▸ EXERCISE DESCRIPTION
Please extract each line of the data below that contains the word "beige".

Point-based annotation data
** begin **
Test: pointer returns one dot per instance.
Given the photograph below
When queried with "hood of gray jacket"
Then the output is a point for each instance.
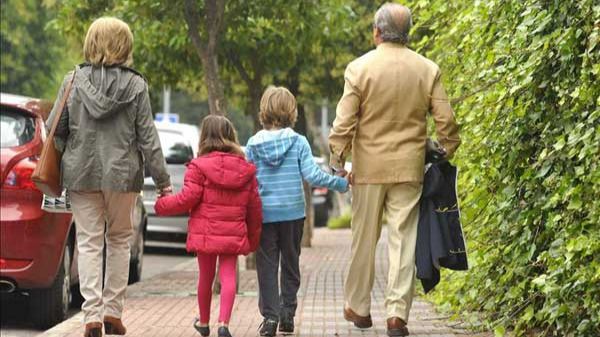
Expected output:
(105, 90)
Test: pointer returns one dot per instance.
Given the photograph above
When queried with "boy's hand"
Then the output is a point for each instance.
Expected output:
(339, 172)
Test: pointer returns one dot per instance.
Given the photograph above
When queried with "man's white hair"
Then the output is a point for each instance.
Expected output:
(393, 22)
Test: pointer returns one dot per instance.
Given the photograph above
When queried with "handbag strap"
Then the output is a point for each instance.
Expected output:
(61, 106)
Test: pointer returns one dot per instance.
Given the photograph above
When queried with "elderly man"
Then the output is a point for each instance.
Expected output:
(381, 119)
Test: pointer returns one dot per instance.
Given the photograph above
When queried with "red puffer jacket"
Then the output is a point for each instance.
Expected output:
(220, 192)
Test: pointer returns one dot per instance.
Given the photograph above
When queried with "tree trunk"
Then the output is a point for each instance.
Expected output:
(217, 103)
(206, 47)
(253, 106)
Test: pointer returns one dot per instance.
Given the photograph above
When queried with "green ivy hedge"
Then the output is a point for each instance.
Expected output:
(524, 76)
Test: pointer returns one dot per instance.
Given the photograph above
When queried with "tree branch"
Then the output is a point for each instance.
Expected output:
(191, 18)
(215, 10)
(237, 64)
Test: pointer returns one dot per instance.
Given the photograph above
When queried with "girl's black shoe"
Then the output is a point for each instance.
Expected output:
(268, 328)
(224, 332)
(203, 330)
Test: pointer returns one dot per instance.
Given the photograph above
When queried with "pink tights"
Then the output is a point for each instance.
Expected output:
(207, 264)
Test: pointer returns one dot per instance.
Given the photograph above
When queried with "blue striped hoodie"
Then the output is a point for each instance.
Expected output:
(283, 158)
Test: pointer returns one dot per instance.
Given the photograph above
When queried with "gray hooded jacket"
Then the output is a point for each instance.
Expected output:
(106, 131)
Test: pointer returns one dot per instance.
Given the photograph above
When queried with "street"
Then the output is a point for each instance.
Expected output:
(13, 310)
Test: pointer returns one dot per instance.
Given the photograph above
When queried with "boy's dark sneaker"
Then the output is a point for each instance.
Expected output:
(224, 332)
(286, 324)
(268, 328)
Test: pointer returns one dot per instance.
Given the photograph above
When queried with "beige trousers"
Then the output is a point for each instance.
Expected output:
(101, 216)
(400, 202)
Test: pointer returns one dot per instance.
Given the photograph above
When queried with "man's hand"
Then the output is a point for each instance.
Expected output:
(350, 178)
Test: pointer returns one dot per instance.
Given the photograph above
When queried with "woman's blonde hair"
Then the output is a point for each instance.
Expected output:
(218, 134)
(108, 42)
(278, 108)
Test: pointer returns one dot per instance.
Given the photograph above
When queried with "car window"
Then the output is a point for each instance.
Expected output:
(175, 146)
(16, 128)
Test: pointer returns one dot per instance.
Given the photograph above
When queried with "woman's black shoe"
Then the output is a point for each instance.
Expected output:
(224, 332)
(268, 328)
(203, 330)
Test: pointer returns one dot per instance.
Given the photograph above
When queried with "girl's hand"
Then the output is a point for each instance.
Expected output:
(165, 191)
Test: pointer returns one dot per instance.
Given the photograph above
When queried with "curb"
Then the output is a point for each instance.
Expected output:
(76, 321)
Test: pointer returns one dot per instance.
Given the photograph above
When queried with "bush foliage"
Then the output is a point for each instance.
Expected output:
(524, 75)
(343, 221)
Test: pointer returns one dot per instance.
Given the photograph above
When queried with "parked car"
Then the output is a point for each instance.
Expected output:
(37, 248)
(178, 142)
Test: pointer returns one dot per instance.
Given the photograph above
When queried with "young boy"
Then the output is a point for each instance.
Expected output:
(283, 159)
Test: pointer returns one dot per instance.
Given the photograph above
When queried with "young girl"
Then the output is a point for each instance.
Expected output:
(220, 192)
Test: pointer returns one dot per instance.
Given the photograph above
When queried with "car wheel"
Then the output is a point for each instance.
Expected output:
(50, 306)
(136, 262)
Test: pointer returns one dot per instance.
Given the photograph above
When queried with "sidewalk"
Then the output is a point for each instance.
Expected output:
(166, 304)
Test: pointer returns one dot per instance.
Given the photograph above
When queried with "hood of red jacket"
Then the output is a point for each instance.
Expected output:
(226, 170)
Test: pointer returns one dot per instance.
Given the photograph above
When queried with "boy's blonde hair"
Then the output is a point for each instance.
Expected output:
(278, 108)
(108, 42)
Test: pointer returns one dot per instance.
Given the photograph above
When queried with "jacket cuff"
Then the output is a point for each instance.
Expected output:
(163, 183)
(336, 162)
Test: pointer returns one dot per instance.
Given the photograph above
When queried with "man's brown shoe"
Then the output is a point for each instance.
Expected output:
(361, 322)
(396, 327)
(114, 326)
(93, 329)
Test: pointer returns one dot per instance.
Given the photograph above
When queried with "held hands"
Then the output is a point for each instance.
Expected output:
(343, 174)
(165, 191)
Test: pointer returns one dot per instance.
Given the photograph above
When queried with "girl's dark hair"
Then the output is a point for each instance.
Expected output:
(218, 134)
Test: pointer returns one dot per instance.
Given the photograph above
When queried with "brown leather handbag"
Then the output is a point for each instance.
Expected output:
(46, 175)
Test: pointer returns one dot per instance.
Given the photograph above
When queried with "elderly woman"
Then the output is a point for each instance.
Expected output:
(105, 132)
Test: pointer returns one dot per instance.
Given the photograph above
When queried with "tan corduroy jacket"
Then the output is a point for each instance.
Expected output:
(381, 116)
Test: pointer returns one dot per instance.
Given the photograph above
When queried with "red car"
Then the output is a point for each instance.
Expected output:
(37, 254)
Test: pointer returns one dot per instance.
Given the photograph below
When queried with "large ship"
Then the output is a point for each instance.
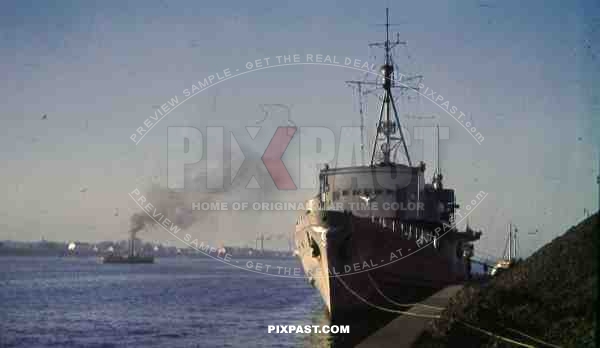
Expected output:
(378, 235)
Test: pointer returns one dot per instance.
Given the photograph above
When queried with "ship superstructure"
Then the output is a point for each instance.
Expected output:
(378, 232)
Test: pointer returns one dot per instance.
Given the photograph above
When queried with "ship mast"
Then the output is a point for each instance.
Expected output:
(389, 130)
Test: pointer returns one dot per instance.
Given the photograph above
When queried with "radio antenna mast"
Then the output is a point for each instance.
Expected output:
(389, 129)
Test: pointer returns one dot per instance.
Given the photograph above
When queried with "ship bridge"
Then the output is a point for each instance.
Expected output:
(390, 191)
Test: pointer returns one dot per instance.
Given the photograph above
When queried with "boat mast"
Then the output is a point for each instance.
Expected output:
(389, 128)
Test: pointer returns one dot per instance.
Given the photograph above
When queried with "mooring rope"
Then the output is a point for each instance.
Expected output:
(427, 316)
(383, 308)
(396, 303)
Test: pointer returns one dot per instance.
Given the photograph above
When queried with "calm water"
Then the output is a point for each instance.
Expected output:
(71, 302)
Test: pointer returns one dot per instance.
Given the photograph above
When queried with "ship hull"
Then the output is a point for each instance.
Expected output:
(128, 259)
(361, 264)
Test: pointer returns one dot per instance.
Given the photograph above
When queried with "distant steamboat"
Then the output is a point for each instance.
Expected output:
(132, 257)
(406, 217)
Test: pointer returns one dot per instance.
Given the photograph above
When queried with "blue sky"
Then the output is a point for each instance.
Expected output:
(524, 73)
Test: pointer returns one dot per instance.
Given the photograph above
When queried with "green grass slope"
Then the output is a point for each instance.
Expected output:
(552, 296)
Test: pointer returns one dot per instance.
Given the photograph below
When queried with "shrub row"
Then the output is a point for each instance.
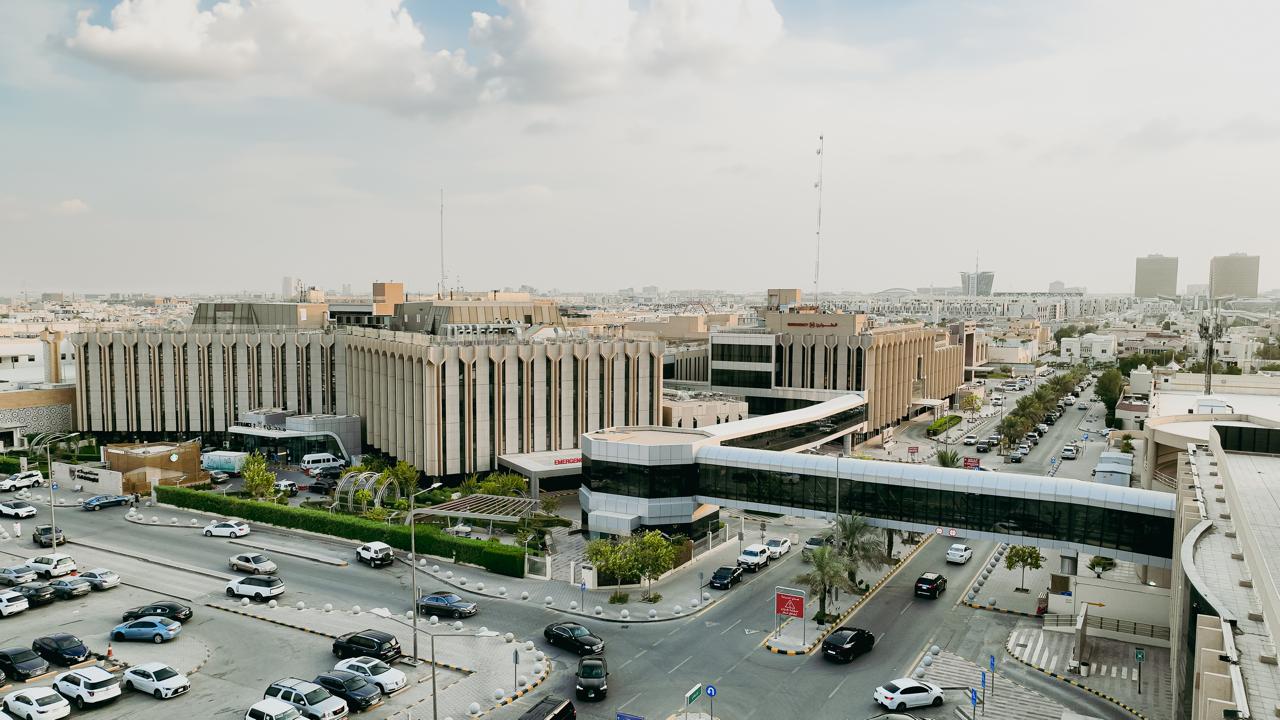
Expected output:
(497, 557)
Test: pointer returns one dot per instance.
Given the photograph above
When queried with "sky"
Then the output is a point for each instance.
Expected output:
(183, 146)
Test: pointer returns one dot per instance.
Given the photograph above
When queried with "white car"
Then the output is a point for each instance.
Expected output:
(87, 686)
(777, 546)
(227, 529)
(156, 679)
(37, 703)
(387, 678)
(959, 554)
(17, 509)
(252, 563)
(18, 481)
(257, 587)
(905, 692)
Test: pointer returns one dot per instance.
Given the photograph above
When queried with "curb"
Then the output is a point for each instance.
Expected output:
(333, 561)
(1112, 700)
(835, 625)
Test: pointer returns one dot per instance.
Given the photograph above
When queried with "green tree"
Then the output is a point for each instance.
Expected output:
(259, 482)
(828, 572)
(947, 459)
(654, 555)
(860, 545)
(1024, 556)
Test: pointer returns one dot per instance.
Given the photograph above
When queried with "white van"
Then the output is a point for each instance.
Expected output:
(318, 460)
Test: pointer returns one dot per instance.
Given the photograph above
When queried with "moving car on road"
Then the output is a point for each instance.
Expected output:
(154, 629)
(227, 529)
(156, 679)
(931, 584)
(846, 643)
(905, 692)
(574, 637)
(725, 578)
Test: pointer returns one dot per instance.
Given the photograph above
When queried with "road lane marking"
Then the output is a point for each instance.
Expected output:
(677, 665)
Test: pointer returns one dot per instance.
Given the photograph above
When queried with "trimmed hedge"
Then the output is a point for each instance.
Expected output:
(497, 557)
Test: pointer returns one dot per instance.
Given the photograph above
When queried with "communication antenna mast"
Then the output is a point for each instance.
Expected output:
(817, 255)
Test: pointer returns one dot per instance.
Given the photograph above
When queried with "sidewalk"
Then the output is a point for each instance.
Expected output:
(1111, 665)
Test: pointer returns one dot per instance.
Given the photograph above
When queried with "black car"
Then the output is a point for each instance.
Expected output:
(848, 643)
(44, 536)
(373, 643)
(22, 662)
(931, 584)
(167, 609)
(446, 604)
(574, 637)
(723, 578)
(36, 593)
(60, 648)
(593, 678)
(359, 692)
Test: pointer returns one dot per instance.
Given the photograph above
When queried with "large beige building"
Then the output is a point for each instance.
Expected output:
(1155, 276)
(1233, 274)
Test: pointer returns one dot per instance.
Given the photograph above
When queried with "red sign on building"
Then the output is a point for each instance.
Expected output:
(789, 605)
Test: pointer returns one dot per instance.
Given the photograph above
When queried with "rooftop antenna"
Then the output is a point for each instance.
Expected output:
(817, 255)
(440, 288)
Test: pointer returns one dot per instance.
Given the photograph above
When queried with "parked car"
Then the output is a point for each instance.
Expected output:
(154, 629)
(67, 588)
(165, 609)
(16, 575)
(37, 703)
(100, 501)
(101, 578)
(931, 584)
(314, 701)
(156, 679)
(227, 529)
(905, 692)
(36, 593)
(254, 563)
(848, 643)
(355, 689)
(60, 648)
(45, 536)
(446, 604)
(368, 643)
(593, 678)
(375, 554)
(380, 674)
(754, 557)
(12, 602)
(726, 577)
(575, 637)
(259, 587)
(87, 686)
(777, 547)
(22, 664)
(26, 479)
(17, 509)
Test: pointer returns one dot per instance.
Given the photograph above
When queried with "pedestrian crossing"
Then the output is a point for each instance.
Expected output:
(1052, 651)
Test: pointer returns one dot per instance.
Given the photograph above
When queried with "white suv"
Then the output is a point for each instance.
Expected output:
(87, 686)
(754, 557)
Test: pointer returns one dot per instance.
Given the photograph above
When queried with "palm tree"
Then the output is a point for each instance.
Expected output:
(860, 545)
(949, 459)
(828, 572)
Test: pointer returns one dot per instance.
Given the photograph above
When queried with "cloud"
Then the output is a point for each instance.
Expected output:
(368, 51)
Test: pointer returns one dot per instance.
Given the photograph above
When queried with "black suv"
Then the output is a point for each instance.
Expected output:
(373, 643)
(848, 643)
(931, 584)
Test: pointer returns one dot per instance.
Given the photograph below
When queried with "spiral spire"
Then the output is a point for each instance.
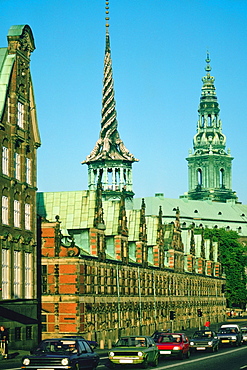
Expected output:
(109, 144)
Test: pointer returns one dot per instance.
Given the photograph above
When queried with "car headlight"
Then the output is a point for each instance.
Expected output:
(26, 361)
(65, 361)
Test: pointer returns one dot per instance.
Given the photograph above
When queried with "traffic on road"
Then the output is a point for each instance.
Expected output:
(208, 349)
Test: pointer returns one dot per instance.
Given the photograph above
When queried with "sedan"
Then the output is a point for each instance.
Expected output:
(61, 353)
(173, 344)
(204, 340)
(134, 350)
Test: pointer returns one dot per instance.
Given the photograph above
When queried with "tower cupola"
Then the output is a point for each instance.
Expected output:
(110, 161)
(210, 165)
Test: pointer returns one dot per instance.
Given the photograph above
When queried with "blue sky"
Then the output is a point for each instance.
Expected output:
(158, 51)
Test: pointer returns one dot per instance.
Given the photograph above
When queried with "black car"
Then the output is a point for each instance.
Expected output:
(92, 343)
(204, 340)
(230, 335)
(61, 353)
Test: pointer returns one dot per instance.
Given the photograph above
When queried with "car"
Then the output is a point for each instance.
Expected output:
(204, 340)
(173, 344)
(244, 333)
(61, 353)
(92, 343)
(230, 334)
(134, 350)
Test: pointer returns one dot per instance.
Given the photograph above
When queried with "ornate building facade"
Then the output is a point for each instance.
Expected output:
(210, 166)
(113, 264)
(19, 139)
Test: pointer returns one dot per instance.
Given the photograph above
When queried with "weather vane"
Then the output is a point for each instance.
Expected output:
(107, 18)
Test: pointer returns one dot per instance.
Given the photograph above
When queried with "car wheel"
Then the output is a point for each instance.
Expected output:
(181, 356)
(156, 361)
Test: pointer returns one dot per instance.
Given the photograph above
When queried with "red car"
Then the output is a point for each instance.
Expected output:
(173, 344)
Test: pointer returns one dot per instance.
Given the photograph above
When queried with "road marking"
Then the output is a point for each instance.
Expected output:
(201, 359)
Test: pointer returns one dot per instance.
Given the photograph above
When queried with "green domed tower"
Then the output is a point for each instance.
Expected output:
(210, 166)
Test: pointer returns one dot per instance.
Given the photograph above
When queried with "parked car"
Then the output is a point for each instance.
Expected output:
(92, 343)
(204, 340)
(173, 344)
(244, 334)
(134, 350)
(230, 334)
(61, 353)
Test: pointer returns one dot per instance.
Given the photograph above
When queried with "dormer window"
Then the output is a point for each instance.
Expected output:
(20, 115)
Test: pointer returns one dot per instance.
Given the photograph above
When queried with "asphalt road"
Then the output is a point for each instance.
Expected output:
(228, 358)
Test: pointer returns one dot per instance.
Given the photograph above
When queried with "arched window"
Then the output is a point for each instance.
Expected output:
(5, 207)
(199, 176)
(5, 158)
(27, 214)
(17, 211)
(209, 120)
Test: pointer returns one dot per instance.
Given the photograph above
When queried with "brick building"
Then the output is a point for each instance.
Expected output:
(19, 137)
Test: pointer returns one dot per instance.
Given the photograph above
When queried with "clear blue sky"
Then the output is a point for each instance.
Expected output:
(158, 52)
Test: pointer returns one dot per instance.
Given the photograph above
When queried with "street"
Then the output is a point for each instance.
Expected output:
** end **
▸ WORKED SOLUTION
When queried with "beige trousers"
When queried with "large beige building"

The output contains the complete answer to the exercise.